Passage to read
++++++++++++++++++++

Chives are extremely rich in flavonoid antioxidants, which contribute to most of the benefits. These antioxidants help fight cancer, improve heart health, and can even fight inflammation. They also detoxify the body and boost skin health. And the fiber in them can help ease the digestive process.  

Here are some of their benefits: 

Boost Immunity – The numerous phytochemicals in chives can boost your immune system. Chives also contain selenium in trace amounts, which is another important mineral that strengthens immunity. Immune cells deficient in selenium can have difficulty in producing proteins and transporting calcium. 

Boost Vision – This benefit should be attributed to the lutein and zeaxanthin in chives, which reduce oxidative stress in the eyes and boost vision health. They also slow down the development of cataracts. Chives also contain quercetin, which, as per studies can help preserve vision in patients with macular degeneration. 

Detoxify The Body – Though there is limited research on this, certain sources say that the presence of chlorophyll and vitamin K in chives helps keep the blood clean. The minerals in chives might neutralize the toxins in the body. The antibacterial properties of chives might also aid the detoxification process. 

Ease The Digestive Process – Chives help get rid of the harmful bacteria, yeast, and fungi in your intestinal tract that might otherwise hamper your digestion. The antibacterial properties of chives can help eliminate at least 30 strains of salmonella.  

Chives are also a great combination of fiber and other essential nutrients like niacin, thiamin, pantothenic acid, phosphorus, zinc – all of which are known to ease the digestive process. This phytochemical combination can also soothe an upset stomach.


Enhance Sleep and Mood – Chives are good sources of choline, which is one important nutrient that aids proper sleep. And the folic acid in chives is also known for boosting the production of dopamine and serotonin, which are feel-good hormones that boost your mood. 

Fight Cancer – The flavonoid antioxidants lutein and zeaxanthin, are known to protect one from lung and mouth cancers. Since chives are also rich in fiber, they help prevent colon cancer. And like other members of the family, chives also contain allicin, an important antioxidant known to prevent breast cancer. Various studies have shown that allium vegetables (those containing allicin) possess inhibiting effects on the cancers of the stomach and esophagus.  

Improve Bone Health – The vitamin K contained in chives, is a nutrient quite important for the bones. This vitamin helps maintain bone integrity and density. Vitamin K also assists the regulation of cells that aid the prevention of bone demineralization. Though more research is required, the anti-inflammatory properties of chives might also help treat arthritis. 

Protect The Heart – The allicin in chives are known to lower the levels of bad cholesterol and blood pressure and increase good cholesterol levels. Allicin releases nitric oxide in the bloodstream, which reduces the stiffness of the blood vessels as well as blood pressure. And the quercetin in chives reduces the build-up of plaque in the arteries. Chives enhance circulation as well. The vitamin C they contain improves the elasticity of the blood capillaries and iron absorption. And the folic acid in chives prevents the constriction of blood vessels. 


Chives are available in most grocery stores. Pick chives that are uniformly green and crisp with no shriveling or browning at the tips.


Wrap unwashed chives loosely in a plastic bag and store in the refrigerator in the vegetable drawer.  

When they are ready to be used, you can wash them slice them thinly and add them to your dish once it is finished cooking to maintain their flavor, vitamins and minerals. 


There are numerous ways chives can be used:


Chives are an attractive garnish and taste great when sprinkled on fresh salads


They are a great addition when sprinkled on top of a baked potato


They taste great as a final touch on a creamy cucumber salad

You can also use them to flavor sauces and dips

Combined with eggs they are delicious and give it a special zing


 You can also use the chopped leaves to make herbal vinegar.



 Excess intake of chives can lead to an upset stomach. Also if you are nursing eating too many chives can affect the taste of the milk for your baby.

++++++++++++++++++++

Data provided
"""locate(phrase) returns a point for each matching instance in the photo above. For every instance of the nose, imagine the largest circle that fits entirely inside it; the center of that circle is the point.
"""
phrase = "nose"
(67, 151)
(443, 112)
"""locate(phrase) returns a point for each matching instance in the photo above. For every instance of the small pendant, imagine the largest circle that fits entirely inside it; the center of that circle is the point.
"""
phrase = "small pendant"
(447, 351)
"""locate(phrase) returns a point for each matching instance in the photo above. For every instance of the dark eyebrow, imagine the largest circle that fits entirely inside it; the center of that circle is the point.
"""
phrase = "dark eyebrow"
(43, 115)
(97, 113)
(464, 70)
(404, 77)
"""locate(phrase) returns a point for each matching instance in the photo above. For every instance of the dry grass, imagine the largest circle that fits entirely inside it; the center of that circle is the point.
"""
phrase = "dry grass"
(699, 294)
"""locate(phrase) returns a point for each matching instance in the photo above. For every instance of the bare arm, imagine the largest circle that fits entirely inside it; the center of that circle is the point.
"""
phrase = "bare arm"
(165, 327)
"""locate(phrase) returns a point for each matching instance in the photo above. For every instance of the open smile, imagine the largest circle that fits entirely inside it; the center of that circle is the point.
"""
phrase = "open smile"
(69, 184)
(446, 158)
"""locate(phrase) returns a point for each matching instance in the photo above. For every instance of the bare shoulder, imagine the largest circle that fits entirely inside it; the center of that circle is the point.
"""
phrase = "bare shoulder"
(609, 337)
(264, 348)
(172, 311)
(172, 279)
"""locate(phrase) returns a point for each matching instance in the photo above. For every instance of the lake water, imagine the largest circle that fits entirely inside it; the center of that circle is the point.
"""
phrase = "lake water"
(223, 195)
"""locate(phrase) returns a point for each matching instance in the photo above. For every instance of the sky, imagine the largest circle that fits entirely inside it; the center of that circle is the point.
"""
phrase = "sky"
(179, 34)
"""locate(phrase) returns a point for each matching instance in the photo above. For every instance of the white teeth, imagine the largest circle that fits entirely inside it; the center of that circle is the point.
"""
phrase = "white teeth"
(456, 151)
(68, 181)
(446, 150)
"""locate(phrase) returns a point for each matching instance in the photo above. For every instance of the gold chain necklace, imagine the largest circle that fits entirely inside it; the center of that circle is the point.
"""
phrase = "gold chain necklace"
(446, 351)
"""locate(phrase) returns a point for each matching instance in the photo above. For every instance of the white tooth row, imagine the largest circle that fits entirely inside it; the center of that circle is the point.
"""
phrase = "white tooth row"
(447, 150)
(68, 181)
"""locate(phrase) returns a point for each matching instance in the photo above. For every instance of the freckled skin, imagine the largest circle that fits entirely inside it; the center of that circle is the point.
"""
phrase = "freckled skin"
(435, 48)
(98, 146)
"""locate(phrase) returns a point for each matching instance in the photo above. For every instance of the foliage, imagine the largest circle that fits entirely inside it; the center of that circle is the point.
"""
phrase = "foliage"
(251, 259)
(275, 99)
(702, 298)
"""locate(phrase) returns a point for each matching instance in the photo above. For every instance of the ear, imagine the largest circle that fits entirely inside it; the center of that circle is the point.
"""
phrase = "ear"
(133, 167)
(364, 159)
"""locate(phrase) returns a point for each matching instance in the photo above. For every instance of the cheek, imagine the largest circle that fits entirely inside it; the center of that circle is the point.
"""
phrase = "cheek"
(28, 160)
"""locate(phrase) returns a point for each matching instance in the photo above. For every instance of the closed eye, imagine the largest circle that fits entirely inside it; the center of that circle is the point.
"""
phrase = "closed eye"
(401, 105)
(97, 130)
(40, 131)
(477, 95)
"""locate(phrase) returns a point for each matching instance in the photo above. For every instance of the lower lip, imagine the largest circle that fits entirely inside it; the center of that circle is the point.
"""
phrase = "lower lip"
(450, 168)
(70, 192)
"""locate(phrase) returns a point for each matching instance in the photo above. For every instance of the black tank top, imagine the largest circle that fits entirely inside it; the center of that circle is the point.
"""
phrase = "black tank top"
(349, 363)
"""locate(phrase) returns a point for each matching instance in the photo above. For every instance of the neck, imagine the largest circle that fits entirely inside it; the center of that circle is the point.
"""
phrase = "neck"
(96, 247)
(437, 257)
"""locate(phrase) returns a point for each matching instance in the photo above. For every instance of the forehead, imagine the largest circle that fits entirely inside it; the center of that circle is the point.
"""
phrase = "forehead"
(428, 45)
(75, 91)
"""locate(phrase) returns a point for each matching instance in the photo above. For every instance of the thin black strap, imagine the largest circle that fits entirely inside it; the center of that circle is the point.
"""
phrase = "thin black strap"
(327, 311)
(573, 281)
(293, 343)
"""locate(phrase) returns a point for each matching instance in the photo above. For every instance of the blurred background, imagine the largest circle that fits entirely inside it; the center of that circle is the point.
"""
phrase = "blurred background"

++++++++++++++++++++

Work instructions
a) List the benefit headings that the text on chives gives in its list of benefits.
b) In the text on chives, quote the stretch from "Enhance Sleep and" through "stomach and esophagus.".
c) Answer these questions from the text on chives:
(i) At least how many strains of salmonella can the antibacterial properties of chives help eliminate?
(ii) Where should unwashed chives be stored?
(iii) Which nutrient in chives aids proper sleep?

Per-task answers
a)
Boost Immunity
Boost Vision
Detoxify The Body
Ease The Digestive Process
Enhance Sleep and Mood
Fight Cancer
Improve Bone Health
Protect The Heart

b)
Enhance Sleep and Mood – Chives are good sources of choline, which is one important nutrient that aids proper sleep. And the folic acid in chives is also known for boosting the production of dopamine and serotonin, which are feel-good hormones that boost your mood. 

Fight Cancer – The flavonoid antioxidants lutein and zeaxanthin, are known to protect one from lung and mouth cancers. Since chives are also rich in fiber, they help prevent colon cancer. And like other members of the family, chives also contain allicin, an important antioxidant known to prevent breast cancer. Various studies have shown that allium vegetables (those containing allicin) possess inhibiting effects on the cancers of the stomach and esophagus.

c)
(i) At least 30.
(ii) Wrapped loosely in a plastic bag in the vegetable drawer of the refrigerator.
(iii) Choline.